— Begin DATASET ROWS —

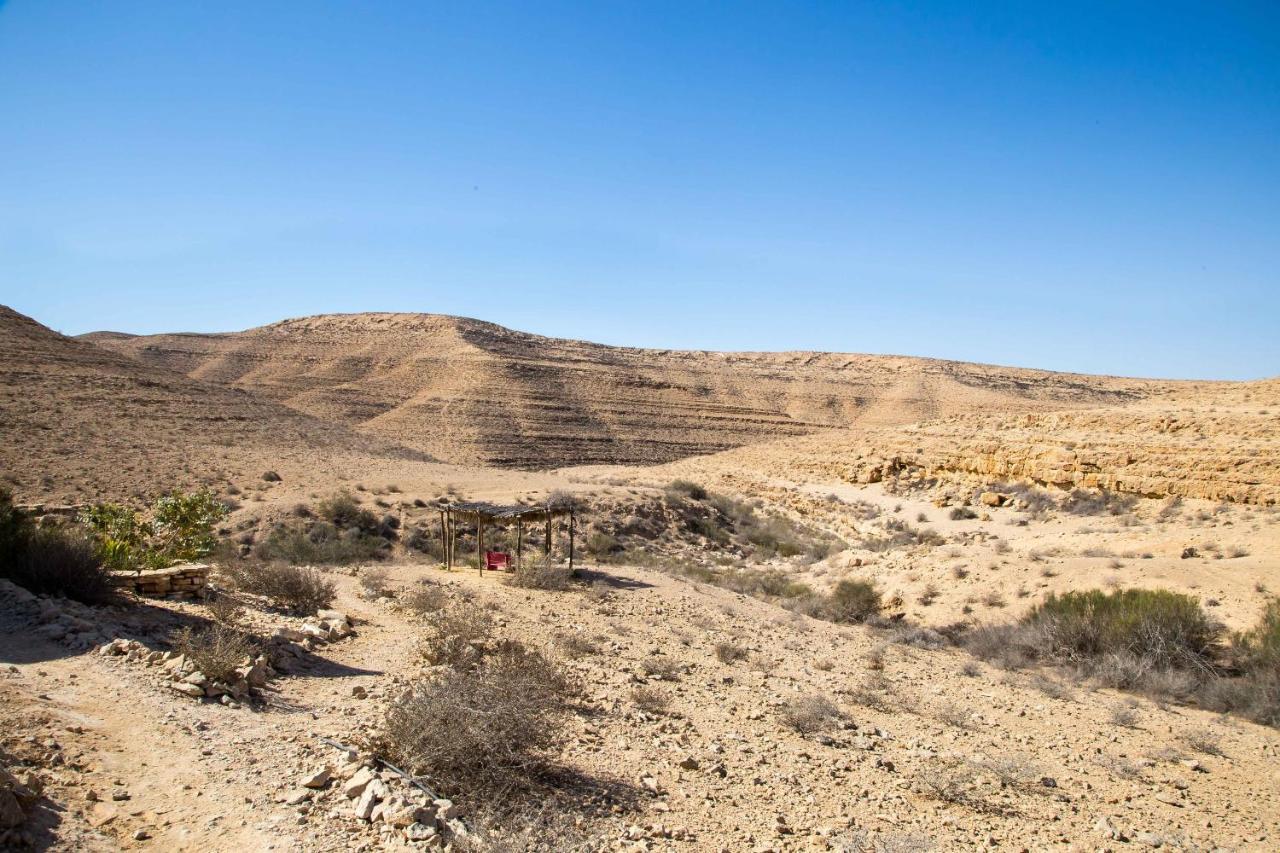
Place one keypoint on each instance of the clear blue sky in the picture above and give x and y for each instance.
(1078, 186)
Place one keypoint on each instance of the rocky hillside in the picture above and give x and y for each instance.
(474, 392)
(1215, 442)
(83, 422)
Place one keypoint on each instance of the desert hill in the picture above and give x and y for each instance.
(1214, 442)
(83, 422)
(474, 392)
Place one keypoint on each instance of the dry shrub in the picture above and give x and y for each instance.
(374, 583)
(224, 609)
(1124, 715)
(918, 637)
(457, 637)
(300, 588)
(1203, 740)
(809, 714)
(425, 597)
(489, 730)
(662, 669)
(851, 601)
(53, 561)
(215, 649)
(730, 652)
(575, 646)
(542, 573)
(650, 699)
(1162, 628)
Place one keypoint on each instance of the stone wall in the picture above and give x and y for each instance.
(184, 579)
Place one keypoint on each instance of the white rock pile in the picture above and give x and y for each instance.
(182, 675)
(382, 798)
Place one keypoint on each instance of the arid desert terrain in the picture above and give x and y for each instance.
(817, 603)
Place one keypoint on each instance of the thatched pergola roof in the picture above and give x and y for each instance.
(485, 511)
(481, 514)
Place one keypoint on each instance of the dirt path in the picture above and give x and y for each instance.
(196, 776)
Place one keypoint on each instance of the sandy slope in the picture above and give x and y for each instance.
(474, 392)
(202, 776)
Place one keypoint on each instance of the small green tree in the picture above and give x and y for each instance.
(122, 536)
(183, 527)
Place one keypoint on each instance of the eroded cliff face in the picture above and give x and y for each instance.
(1220, 442)
(474, 392)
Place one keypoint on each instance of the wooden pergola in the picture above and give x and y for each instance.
(483, 514)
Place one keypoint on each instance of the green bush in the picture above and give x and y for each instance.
(688, 489)
(178, 527)
(1261, 646)
(343, 511)
(215, 649)
(1161, 628)
(63, 561)
(53, 561)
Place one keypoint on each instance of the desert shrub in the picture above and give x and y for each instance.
(650, 699)
(457, 635)
(688, 489)
(540, 573)
(1260, 647)
(851, 601)
(224, 609)
(302, 589)
(768, 583)
(425, 597)
(183, 524)
(215, 649)
(900, 534)
(918, 637)
(1255, 694)
(662, 669)
(320, 543)
(424, 541)
(489, 730)
(1164, 628)
(344, 512)
(730, 652)
(576, 646)
(374, 583)
(60, 561)
(602, 544)
(809, 714)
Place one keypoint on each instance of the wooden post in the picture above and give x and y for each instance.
(444, 539)
(448, 544)
(571, 541)
(520, 542)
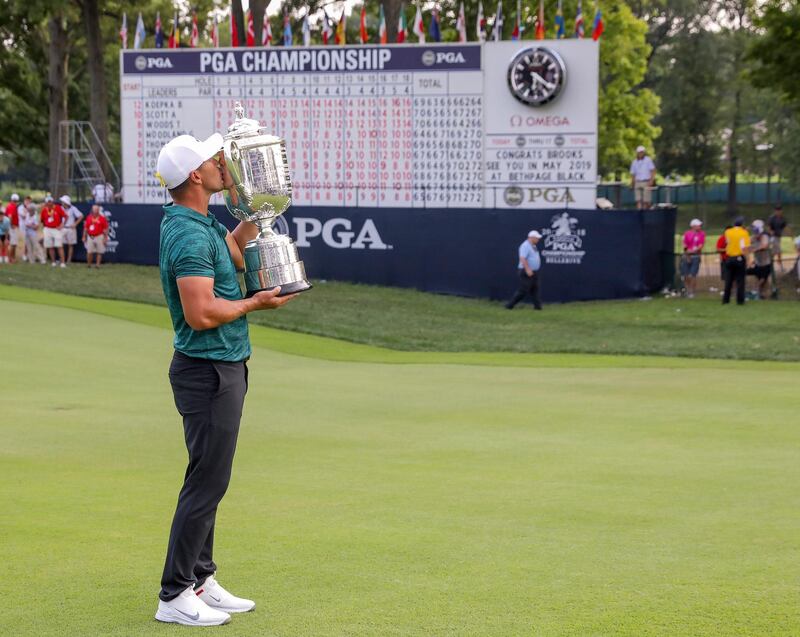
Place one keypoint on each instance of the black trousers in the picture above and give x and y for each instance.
(528, 286)
(209, 395)
(735, 269)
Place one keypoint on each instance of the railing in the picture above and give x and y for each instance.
(84, 152)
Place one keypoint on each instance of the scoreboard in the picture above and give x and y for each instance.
(493, 125)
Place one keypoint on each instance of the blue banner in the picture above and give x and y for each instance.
(586, 254)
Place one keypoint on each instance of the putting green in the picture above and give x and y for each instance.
(588, 497)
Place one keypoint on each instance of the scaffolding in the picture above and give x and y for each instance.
(83, 159)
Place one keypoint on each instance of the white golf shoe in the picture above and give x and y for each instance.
(188, 609)
(212, 593)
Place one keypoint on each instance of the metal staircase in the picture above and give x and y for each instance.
(84, 157)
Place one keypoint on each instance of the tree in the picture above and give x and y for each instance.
(58, 70)
(98, 104)
(625, 112)
(689, 118)
(776, 54)
(737, 14)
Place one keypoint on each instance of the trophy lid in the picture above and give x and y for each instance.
(242, 126)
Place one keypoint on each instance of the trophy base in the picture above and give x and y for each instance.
(270, 261)
(286, 289)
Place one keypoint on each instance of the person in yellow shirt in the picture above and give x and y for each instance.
(737, 246)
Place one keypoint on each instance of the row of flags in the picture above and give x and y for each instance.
(334, 33)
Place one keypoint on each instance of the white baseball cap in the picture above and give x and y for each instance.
(182, 155)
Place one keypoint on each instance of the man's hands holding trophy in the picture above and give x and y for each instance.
(265, 299)
(255, 176)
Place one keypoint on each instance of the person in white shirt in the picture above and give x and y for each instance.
(70, 230)
(30, 221)
(643, 178)
(103, 193)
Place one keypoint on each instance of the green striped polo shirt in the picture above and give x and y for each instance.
(193, 244)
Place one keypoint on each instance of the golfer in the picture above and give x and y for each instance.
(198, 261)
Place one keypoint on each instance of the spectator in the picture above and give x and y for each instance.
(12, 212)
(74, 217)
(5, 233)
(777, 225)
(721, 244)
(528, 270)
(762, 257)
(737, 245)
(693, 241)
(103, 193)
(95, 236)
(53, 218)
(643, 178)
(30, 220)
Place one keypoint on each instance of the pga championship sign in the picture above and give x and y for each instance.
(493, 125)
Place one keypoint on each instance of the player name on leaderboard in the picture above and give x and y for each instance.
(392, 126)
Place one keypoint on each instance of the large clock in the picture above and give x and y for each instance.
(536, 75)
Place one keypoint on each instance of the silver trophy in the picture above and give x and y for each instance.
(262, 192)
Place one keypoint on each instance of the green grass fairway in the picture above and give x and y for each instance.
(583, 496)
(411, 321)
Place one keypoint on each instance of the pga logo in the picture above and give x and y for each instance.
(338, 233)
(429, 58)
(142, 63)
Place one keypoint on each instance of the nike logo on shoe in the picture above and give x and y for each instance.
(194, 617)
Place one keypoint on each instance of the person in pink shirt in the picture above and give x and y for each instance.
(693, 241)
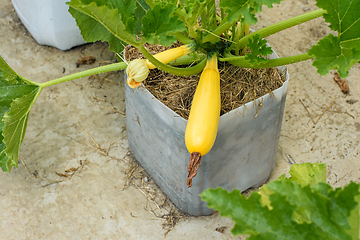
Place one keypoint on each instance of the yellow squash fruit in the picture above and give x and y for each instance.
(138, 69)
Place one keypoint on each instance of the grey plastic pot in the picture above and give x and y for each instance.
(243, 155)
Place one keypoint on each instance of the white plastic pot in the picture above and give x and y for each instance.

— End DATASET ROWS —

▶ _WORK TO DO_:
Return the lines of the listing above, starting at the line that contains "Place one keypoint on each instance of the dry" and ending after the line that contains "(1162, 628)", reproducing each one precisely.

▶ _OUTPUT BELOW_:
Place one keypoint on each instance of the dry shrub in the picture above and give x and y for each instance.
(374, 583)
(224, 609)
(1124, 715)
(918, 637)
(457, 637)
(300, 588)
(1203, 740)
(809, 714)
(425, 597)
(489, 730)
(662, 669)
(851, 601)
(53, 561)
(215, 649)
(730, 652)
(575, 646)
(542, 573)
(650, 699)
(1162, 628)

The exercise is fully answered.